GIVEN ENTRIES:

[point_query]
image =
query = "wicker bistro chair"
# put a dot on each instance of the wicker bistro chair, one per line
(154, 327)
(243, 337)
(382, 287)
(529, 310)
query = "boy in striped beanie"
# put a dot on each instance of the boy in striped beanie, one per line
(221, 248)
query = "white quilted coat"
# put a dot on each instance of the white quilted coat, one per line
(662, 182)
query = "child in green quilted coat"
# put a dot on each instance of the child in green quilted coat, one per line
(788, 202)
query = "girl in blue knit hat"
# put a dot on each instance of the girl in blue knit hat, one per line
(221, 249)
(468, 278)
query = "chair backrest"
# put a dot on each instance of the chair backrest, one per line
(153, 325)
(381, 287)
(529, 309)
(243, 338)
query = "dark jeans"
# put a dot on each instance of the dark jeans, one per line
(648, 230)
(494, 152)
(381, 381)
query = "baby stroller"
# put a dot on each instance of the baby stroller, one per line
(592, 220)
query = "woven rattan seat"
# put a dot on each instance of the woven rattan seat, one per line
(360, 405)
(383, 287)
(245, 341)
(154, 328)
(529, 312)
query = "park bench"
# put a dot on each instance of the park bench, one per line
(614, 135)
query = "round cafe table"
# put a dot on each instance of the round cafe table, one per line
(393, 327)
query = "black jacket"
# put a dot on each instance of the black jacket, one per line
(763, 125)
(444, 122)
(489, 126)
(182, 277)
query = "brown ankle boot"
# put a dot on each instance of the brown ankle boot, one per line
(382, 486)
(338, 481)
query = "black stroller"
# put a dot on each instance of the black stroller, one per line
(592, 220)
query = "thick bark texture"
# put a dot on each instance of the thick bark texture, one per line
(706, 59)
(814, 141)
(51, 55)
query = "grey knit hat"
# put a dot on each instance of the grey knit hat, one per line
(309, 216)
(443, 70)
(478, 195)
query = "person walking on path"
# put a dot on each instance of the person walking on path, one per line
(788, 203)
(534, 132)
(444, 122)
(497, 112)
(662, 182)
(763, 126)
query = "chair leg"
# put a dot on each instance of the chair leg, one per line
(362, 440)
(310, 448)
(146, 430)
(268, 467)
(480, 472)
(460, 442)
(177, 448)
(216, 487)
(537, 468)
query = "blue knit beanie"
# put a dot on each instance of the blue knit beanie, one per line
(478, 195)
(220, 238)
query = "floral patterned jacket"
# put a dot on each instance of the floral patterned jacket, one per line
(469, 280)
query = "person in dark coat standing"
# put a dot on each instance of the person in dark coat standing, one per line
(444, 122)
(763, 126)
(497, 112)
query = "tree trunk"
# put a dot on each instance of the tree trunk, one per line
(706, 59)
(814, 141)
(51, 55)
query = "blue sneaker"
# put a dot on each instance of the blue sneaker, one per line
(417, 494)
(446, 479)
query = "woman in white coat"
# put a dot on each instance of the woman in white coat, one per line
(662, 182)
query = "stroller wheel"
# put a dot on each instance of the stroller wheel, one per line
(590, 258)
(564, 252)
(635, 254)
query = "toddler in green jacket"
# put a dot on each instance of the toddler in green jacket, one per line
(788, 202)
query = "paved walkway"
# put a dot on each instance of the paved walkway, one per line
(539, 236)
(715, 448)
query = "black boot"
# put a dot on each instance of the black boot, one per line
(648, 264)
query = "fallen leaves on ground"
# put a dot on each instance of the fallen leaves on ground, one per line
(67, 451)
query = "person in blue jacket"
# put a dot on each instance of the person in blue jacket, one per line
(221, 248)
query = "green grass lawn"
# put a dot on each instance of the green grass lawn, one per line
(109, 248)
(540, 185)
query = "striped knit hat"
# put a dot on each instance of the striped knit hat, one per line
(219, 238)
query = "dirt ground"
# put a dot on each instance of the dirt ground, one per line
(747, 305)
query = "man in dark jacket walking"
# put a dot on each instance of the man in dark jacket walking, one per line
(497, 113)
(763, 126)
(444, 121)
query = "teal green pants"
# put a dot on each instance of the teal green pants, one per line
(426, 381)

TASK PROMPT:
Print the whole listing exactly as it is.

TASK SOLUTION:
[point_query]
image =
query = "wicker bistro chair"
# put a dot on each instance of the wicker bistro chair, one per line
(154, 327)
(243, 337)
(382, 287)
(529, 310)
query = "boy in striped beanie"
# put a dot on each instance of the boy in striped beanie, one per line
(221, 248)
query = "white quilted coat"
# put a dot on each instance of the white quilted coat, one per line
(662, 182)
query = "child in green quilted coat"
# put a dot on each instance of the child in green quilted coat, one per line
(788, 202)
query = "girl in blue knit hat"
# put a dot on each instance of the girl in blue knit hat, one per line
(221, 249)
(468, 278)
query = "chair backrest"
# put a dot on each instance of the chair backrest, one per line
(153, 325)
(381, 287)
(529, 309)
(243, 338)
query = "dark jeans"
# put a dot on each instance of the dark jeans, one per line
(648, 230)
(494, 152)
(381, 381)
query = "baby stroller"
# put a dot on each instance of the baby stroller, one per line
(592, 220)
query = "woven rattan seat"
# put a dot on each instance of the woven rattan seat, one per line
(360, 405)
(383, 287)
(245, 341)
(154, 328)
(529, 312)
query = "park bench"
# put a dot on each instance of the park bench, one per line
(614, 135)
query = "round cafe table"
# put a dot on each instance of the round cafe table, one per line
(393, 327)
query = "black jacket"
# put a dot on each instance of the black jacket, one per line
(763, 125)
(444, 122)
(489, 126)
(182, 277)
query = "brown ankle boot"
# put a dot on each instance of the brown ankle boot, one per line
(382, 486)
(338, 481)
query = "black stroller"
# put a dot on each instance of the black stroller, one per line
(592, 220)
query = "thick bark texture"
# put a dot on each instance of the thick bark texture, one per line
(706, 59)
(814, 141)
(51, 55)
query = "grey knit hat"
# put a dot on each instance of the grey knit hat, one per line
(309, 216)
(443, 70)
(478, 195)
query = "person walking on path"
# put a dot on each instance of the person walking on path, one per line
(788, 203)
(534, 132)
(444, 122)
(497, 112)
(662, 182)
(763, 126)
query = "chair leg"
# put a dot on each instance of the chair leg, one per line
(362, 440)
(310, 448)
(146, 430)
(268, 467)
(480, 472)
(460, 442)
(177, 448)
(216, 487)
(537, 468)
query = "blue knit beanie"
# put a dot on each instance of the blue knit beanie, one per line
(478, 195)
(220, 238)
query = "floral patterned jacket"
# put a dot on each instance of the floral patterned jacket, one per line
(469, 280)
query = "person in dark coat standing"
# put a dot on each instance of the person in dark coat standing, one per line
(444, 122)
(763, 126)
(497, 112)
query = "tree trunk"
# put a dot on each instance of the tree trunk, one per line
(706, 59)
(814, 141)
(51, 55)
query = "blue sneaker"
# put a dot on each instance of the blue sneaker, one per line
(417, 494)
(446, 479)
query = "woman in white coat"
# put a dot on each instance of the woman in white coat, one per line
(662, 182)
query = "stroller wheel"
# put a dot on each instance of the stroller wheel, one per line
(590, 258)
(564, 252)
(635, 254)
query = "toddler in green jacket"
# put a dot on each instance of the toddler in green jacket, one per line
(788, 202)
query = "paved walkway"
# put a dot on each instance of the paved walkway, one per line
(539, 236)
(715, 448)
query = "black boot"
# put a dot on each instance of the black boot, one per line
(648, 264)
query = "fallen leaves on ground"
# put a dot on each instance of the fallen leaves on ground, one per line
(67, 451)
query = "person in blue jacket"
# put a dot on each instance of the person in blue jacket, one per line
(221, 248)
query = "green grass lawn"
# put a dot on each instance of the green grass lawn, one per line
(109, 248)
(540, 185)
query = "striped knit hat"
# put a dot on each instance of the striped knit hat, one per line
(219, 238)
query = "dirt ground"
# put a dot on each instance of the dirt ground, one per line
(747, 305)
query = "man in dark jacket walking"
# put a dot on each instance of the man in dark jacket walking, one per line
(497, 113)
(763, 126)
(444, 121)
query = "teal green pants"
# put a dot on each instance of the teal green pants, one per line
(426, 381)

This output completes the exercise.